- _Work to be completed_:
Give all the rows below as a Markdown table with two columns, No. and Line, with each line numbered in order and blank lines skipped. Leave the pictures out.

A run of rows
________________
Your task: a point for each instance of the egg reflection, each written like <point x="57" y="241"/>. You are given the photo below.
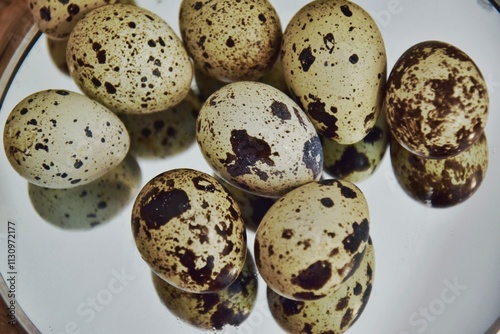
<point x="89" y="205"/>
<point x="336" y="312"/>
<point x="165" y="133"/>
<point x="212" y="310"/>
<point x="357" y="162"/>
<point x="441" y="182"/>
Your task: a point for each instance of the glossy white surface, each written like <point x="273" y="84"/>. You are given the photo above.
<point x="436" y="271"/>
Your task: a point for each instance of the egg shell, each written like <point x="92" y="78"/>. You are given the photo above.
<point x="189" y="230"/>
<point x="231" y="40"/>
<point x="62" y="139"/>
<point x="437" y="100"/>
<point x="89" y="205"/>
<point x="334" y="63"/>
<point x="357" y="162"/>
<point x="129" y="59"/>
<point x="256" y="138"/>
<point x="253" y="207"/>
<point x="211" y="311"/>
<point x="163" y="133"/>
<point x="312" y="239"/>
<point x="335" y="313"/>
<point x="57" y="18"/>
<point x="443" y="182"/>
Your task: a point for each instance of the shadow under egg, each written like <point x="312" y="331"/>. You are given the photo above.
<point x="89" y="205"/>
<point x="165" y="133"/>
<point x="212" y="311"/>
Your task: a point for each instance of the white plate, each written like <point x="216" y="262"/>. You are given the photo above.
<point x="437" y="270"/>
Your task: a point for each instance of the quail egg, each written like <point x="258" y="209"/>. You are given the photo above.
<point x="437" y="100"/>
<point x="256" y="138"/>
<point x="312" y="239"/>
<point x="231" y="40"/>
<point x="230" y="306"/>
<point x="335" y="313"/>
<point x="129" y="59"/>
<point x="334" y="63"/>
<point x="441" y="182"/>
<point x="189" y="230"/>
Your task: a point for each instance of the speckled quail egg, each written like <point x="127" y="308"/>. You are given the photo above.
<point x="334" y="62"/>
<point x="253" y="207"/>
<point x="213" y="311"/>
<point x="89" y="205"/>
<point x="312" y="239"/>
<point x="441" y="182"/>
<point x="256" y="138"/>
<point x="57" y="52"/>
<point x="189" y="230"/>
<point x="62" y="139"/>
<point x="129" y="59"/>
<point x="335" y="313"/>
<point x="356" y="162"/>
<point x="231" y="40"/>
<point x="206" y="84"/>
<point x="437" y="100"/>
<point x="57" y="18"/>
<point x="163" y="133"/>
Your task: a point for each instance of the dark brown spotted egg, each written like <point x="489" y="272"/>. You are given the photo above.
<point x="441" y="182"/>
<point x="231" y="40"/>
<point x="163" y="133"/>
<point x="62" y="139"/>
<point x="91" y="204"/>
<point x="312" y="239"/>
<point x="258" y="139"/>
<point x="335" y="313"/>
<point x="357" y="162"/>
<point x="213" y="311"/>
<point x="129" y="59"/>
<point x="57" y="18"/>
<point x="190" y="231"/>
<point x="334" y="62"/>
<point x="437" y="100"/>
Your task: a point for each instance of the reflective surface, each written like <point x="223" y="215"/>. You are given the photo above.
<point x="436" y="270"/>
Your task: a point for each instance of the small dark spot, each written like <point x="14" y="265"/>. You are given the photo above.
<point x="110" y="88"/>
<point x="346" y="10"/>
<point x="198" y="5"/>
<point x="88" y="132"/>
<point x="73" y="9"/>
<point x="327" y="202"/>
<point x="157" y="73"/>
<point x="353" y="59"/>
<point x="287" y="234"/>
<point x="96" y="82"/>
<point x="314" y="277"/>
<point x="230" y="42"/>
<point x="306" y="59"/>
<point x="45" y="14"/>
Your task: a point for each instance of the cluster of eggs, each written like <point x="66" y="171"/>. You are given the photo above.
<point x="277" y="110"/>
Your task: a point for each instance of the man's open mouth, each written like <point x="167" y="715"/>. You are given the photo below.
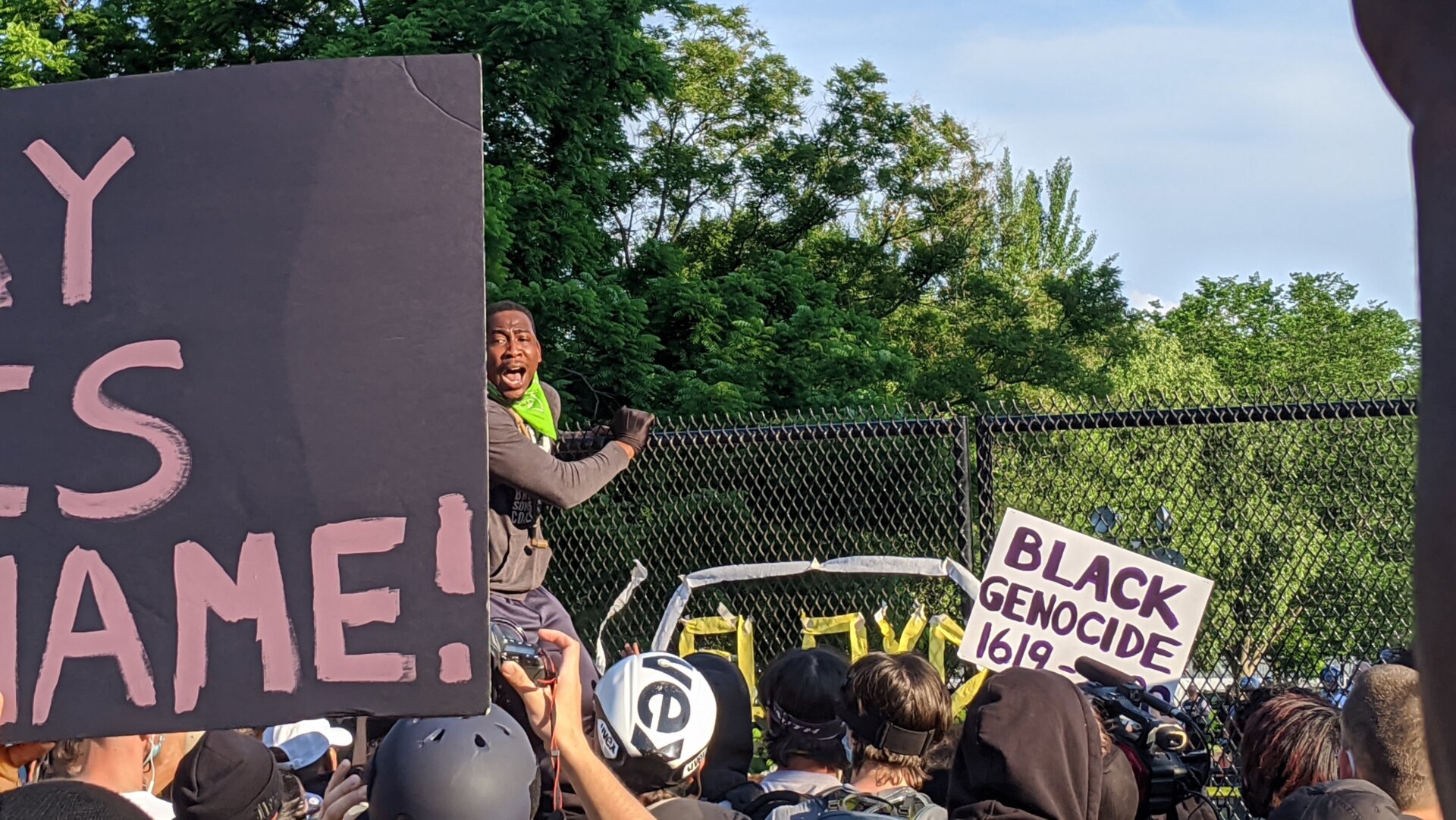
<point x="513" y="378"/>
________________
- _Written answer_:
| No. | Line |
|---|---|
| 1 | Your task: a point for each instance of the egg reflection, each written like <point x="57" y="241"/>. You are given the photo below. |
| 2 | <point x="89" y="205"/> |
| 3 | <point x="336" y="312"/> |
| 4 | <point x="165" y="133"/> |
| 5 | <point x="212" y="310"/> |
| 6 | <point x="357" y="162"/> |
| 7 | <point x="441" y="182"/> |
| 8 | Your task: a point for each instance of the glossy white surface, each written like <point x="273" y="84"/>. You are given the photo above. |
| 9 | <point x="436" y="271"/> |
| 10 | Your task: a point for each instance of the egg shell, each written like <point x="92" y="78"/>. You are given the photo above. |
| 11 | <point x="189" y="230"/> |
| 12 | <point x="231" y="40"/> |
| 13 | <point x="62" y="139"/> |
| 14 | <point x="437" y="100"/> |
| 15 | <point x="89" y="205"/> |
| 16 | <point x="334" y="63"/> |
| 17 | <point x="357" y="162"/> |
| 18 | <point x="129" y="59"/> |
| 19 | <point x="256" y="138"/> |
| 20 | <point x="253" y="207"/> |
| 21 | <point x="211" y="311"/> |
| 22 | <point x="163" y="133"/> |
| 23 | <point x="312" y="239"/> |
| 24 | <point x="335" y="313"/> |
| 25 | <point x="57" y="18"/> |
| 26 | <point x="443" y="182"/> |
| 27 | Your task: a point for each instance of the shadow under egg, each written like <point x="312" y="331"/>. You are given the photo above. |
| 28 | <point x="89" y="205"/> |
| 29 | <point x="165" y="133"/> |
| 30 | <point x="212" y="311"/> |
| 31 | Your task: a point for each instance of the white plate, each written like <point x="216" y="262"/>. You are given the photo above. |
| 32 | <point x="437" y="270"/> |
| 33 | Your task: a point for each instance of the quail egg, each written like <point x="258" y="209"/>. You are given the photo above. |
| 34 | <point x="437" y="100"/> |
| 35 | <point x="256" y="138"/> |
| 36 | <point x="312" y="239"/> |
| 37 | <point x="231" y="40"/> |
| 38 | <point x="230" y="306"/> |
| 39 | <point x="335" y="313"/> |
| 40 | <point x="129" y="59"/> |
| 41 | <point x="334" y="63"/> |
| 42 | <point x="441" y="182"/> |
| 43 | <point x="189" y="230"/> |
| 44 | Your task: a point for each instance of the speckled quail egg, each written like <point x="127" y="308"/>. You are given the photo above. |
| 45 | <point x="334" y="62"/> |
| 46 | <point x="253" y="207"/> |
| 47 | <point x="213" y="311"/> |
| 48 | <point x="89" y="205"/> |
| 49 | <point x="312" y="239"/> |
| 50 | <point x="441" y="182"/> |
| 51 | <point x="256" y="138"/> |
| 52 | <point x="57" y="52"/> |
| 53 | <point x="189" y="230"/> |
| 54 | <point x="62" y="139"/> |
| 55 | <point x="129" y="59"/> |
| 56 | <point x="335" y="313"/> |
| 57 | <point x="356" y="162"/> |
| 58 | <point x="231" y="40"/> |
| 59 | <point x="206" y="84"/> |
| 60 | <point x="437" y="100"/> |
| 61 | <point x="57" y="18"/> |
| 62 | <point x="163" y="133"/> |
| 63 | Your task: a point for each instance of the dark brown spotted egg, each written like <point x="489" y="272"/>. You are given the photo above. |
| 64 | <point x="441" y="182"/> |
| 65 | <point x="231" y="40"/> |
| 66 | <point x="163" y="133"/> |
| 67 | <point x="62" y="139"/> |
| 68 | <point x="91" y="204"/> |
| 69 | <point x="312" y="239"/> |
| 70 | <point x="258" y="139"/> |
| 71 | <point x="335" y="313"/> |
| 72 | <point x="357" y="162"/> |
| 73 | <point x="213" y="311"/> |
| 74 | <point x="129" y="59"/> |
| 75 | <point x="57" y="18"/> |
| 76 | <point x="190" y="231"/> |
| 77 | <point x="334" y="62"/> |
| 78 | <point x="437" y="100"/> |
| 79 | Your task: a point for each instance of the reflective surface, each written like <point x="223" y="215"/>. You are given the photo above. |
| 80 | <point x="436" y="270"/> |
| 81 | Your task: a point for each instance of the small dark spot, each written like <point x="14" y="265"/>. You are given the photo above. |
| 82 | <point x="110" y="88"/> |
| 83 | <point x="346" y="10"/> |
| 84 | <point x="198" y="5"/> |
| 85 | <point x="88" y="132"/> |
| 86 | <point x="73" y="9"/> |
| 87 | <point x="327" y="202"/> |
| 88 | <point x="157" y="73"/> |
| 89 | <point x="353" y="59"/> |
| 90 | <point x="287" y="234"/> |
| 91 | <point x="96" y="82"/> |
| 92 | <point x="314" y="277"/> |
| 93 | <point x="230" y="42"/> |
| 94 | <point x="306" y="59"/> |
| 95 | <point x="45" y="14"/> |
| 96 | Your task: a point for each instance of the cluster of eggs, each written like <point x="66" y="171"/>. You are given the photo above. |
| 97 | <point x="277" y="110"/> |
| 98 | Your task: a point for each instance of the man's open mouth, each written like <point x="167" y="715"/>. You are given the photo below. |
| 99 | <point x="513" y="378"/> |